---------- Provided records ----------

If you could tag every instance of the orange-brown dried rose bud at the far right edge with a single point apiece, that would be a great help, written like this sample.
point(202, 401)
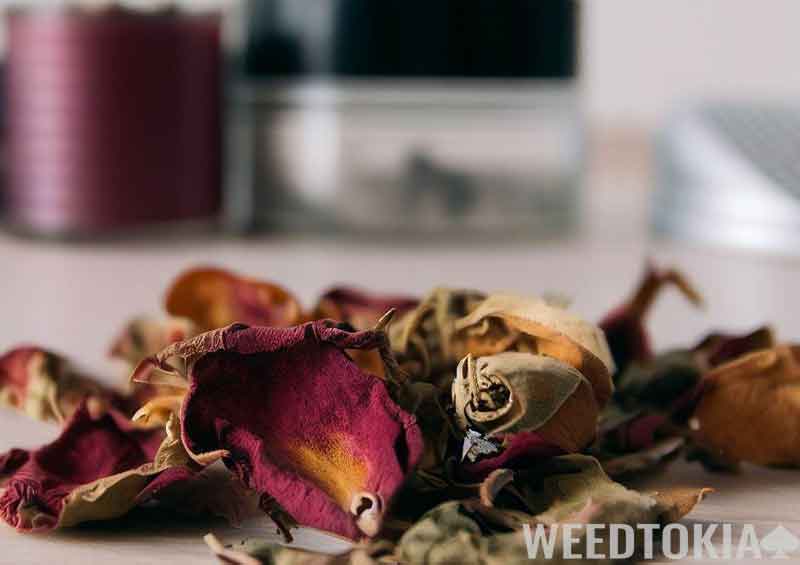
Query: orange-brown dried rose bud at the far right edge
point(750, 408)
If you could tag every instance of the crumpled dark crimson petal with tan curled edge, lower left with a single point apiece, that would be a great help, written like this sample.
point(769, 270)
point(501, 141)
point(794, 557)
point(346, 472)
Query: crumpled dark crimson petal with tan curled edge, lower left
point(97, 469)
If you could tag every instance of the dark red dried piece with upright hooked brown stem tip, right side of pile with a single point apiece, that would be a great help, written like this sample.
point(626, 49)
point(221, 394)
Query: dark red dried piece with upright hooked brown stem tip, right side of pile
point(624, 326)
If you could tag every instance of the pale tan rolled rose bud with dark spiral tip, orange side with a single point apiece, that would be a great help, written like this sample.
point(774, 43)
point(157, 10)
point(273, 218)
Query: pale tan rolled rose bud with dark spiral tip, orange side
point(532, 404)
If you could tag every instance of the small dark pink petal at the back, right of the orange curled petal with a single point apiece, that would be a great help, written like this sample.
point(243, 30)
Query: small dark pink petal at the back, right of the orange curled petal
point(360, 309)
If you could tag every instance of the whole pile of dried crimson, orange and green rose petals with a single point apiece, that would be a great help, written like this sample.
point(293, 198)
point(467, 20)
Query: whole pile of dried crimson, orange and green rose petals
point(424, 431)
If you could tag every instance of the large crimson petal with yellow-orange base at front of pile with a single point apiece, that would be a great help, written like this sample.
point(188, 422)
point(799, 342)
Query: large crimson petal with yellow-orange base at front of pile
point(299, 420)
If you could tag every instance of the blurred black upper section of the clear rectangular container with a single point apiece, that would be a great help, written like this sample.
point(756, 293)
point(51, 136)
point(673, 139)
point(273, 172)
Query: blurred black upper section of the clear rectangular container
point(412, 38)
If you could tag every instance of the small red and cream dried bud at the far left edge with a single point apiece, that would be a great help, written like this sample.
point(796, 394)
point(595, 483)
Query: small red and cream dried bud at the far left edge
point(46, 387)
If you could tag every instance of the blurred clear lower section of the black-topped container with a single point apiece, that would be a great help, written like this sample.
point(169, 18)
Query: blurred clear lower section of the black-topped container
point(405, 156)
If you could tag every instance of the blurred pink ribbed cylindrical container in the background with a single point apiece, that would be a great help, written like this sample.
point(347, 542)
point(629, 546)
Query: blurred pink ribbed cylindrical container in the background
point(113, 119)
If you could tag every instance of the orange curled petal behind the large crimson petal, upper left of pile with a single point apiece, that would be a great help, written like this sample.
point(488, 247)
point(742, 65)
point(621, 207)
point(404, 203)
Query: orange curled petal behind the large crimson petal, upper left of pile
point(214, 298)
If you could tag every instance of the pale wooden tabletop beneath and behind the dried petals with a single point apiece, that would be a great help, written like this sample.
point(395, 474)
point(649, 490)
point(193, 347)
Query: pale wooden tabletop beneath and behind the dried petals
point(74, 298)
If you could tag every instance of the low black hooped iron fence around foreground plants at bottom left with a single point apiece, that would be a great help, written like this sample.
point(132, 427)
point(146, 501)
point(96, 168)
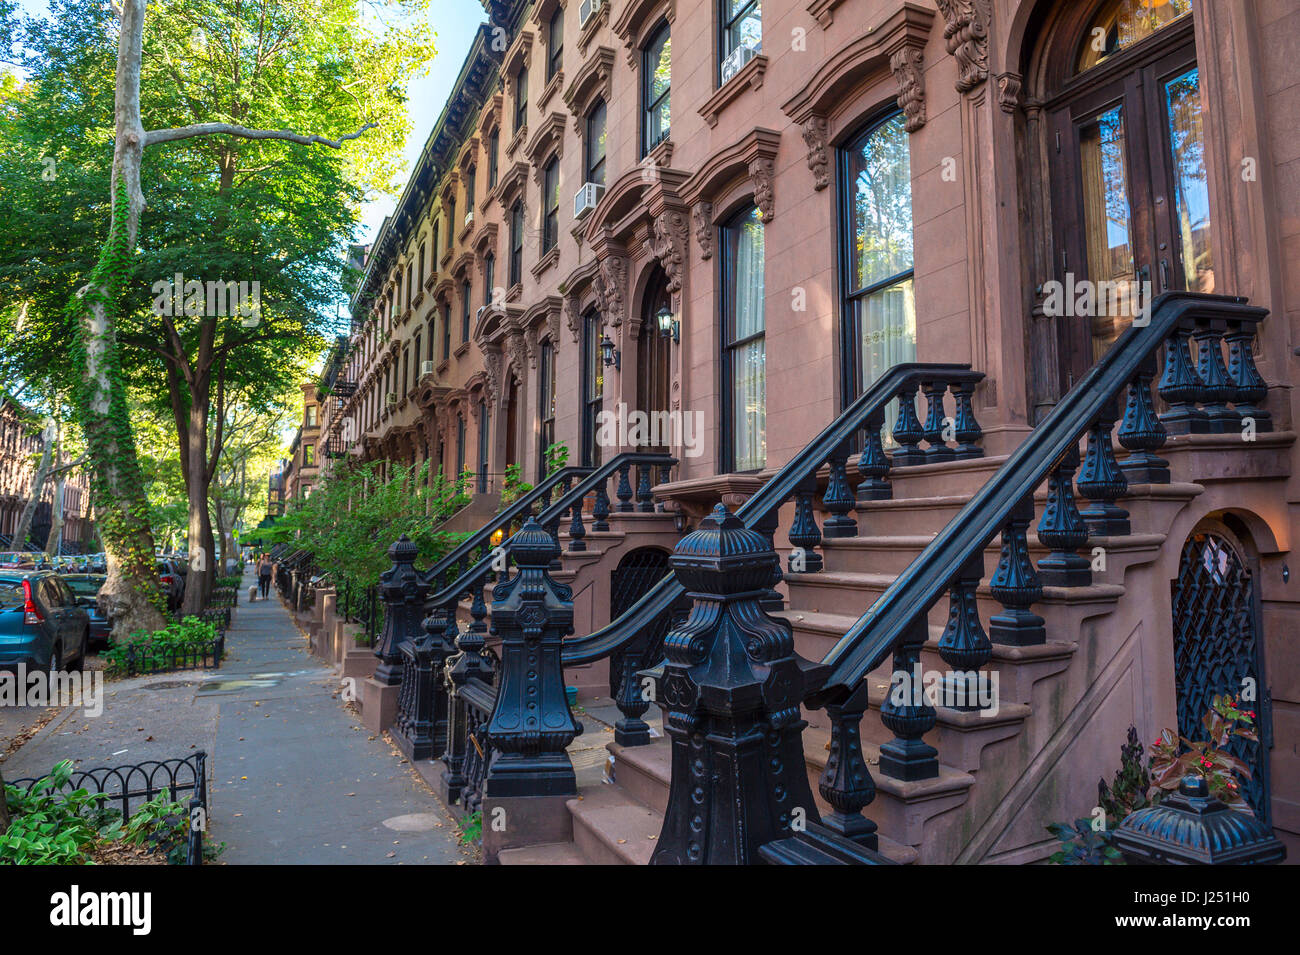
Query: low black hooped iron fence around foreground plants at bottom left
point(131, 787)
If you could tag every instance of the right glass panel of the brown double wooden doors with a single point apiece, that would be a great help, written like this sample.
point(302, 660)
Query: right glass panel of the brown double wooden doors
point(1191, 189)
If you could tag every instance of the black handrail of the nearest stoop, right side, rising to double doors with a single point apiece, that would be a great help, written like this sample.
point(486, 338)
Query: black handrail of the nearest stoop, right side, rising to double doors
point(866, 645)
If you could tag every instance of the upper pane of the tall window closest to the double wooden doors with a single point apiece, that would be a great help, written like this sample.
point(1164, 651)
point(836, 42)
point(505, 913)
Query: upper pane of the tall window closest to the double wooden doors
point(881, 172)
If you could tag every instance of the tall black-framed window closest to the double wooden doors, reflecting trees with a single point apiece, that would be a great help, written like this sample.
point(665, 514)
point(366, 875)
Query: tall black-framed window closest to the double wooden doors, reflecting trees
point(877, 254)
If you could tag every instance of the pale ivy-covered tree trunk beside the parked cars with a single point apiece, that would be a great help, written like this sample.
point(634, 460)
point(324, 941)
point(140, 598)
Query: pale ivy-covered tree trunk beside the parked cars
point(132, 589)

----------

Work task: For this exercise, reproduce exactly each line from the one containing "point(505, 913)" through the last line of the data, and no others.

Solution to the problem:
point(505, 913)
Query: upper pane of the tall window closest to the double wooden doors
point(881, 172)
If you could tag every instance of the tall black-framed window closest to the double wooden doors, reflecting trees with a single point apiece, that would be a great help, written like this sample.
point(665, 514)
point(366, 875)
Query: tall black-framed window closest to the double wooden doors, reflecting trees
point(877, 254)
If you could tag every instance of the pale ivy-covered tree trunk beside the parked cars with a single point apiece, that would be a great help, written like this sample.
point(634, 460)
point(324, 941)
point(140, 598)
Query: pale ivy-covered tree trunk beside the parked cars
point(132, 589)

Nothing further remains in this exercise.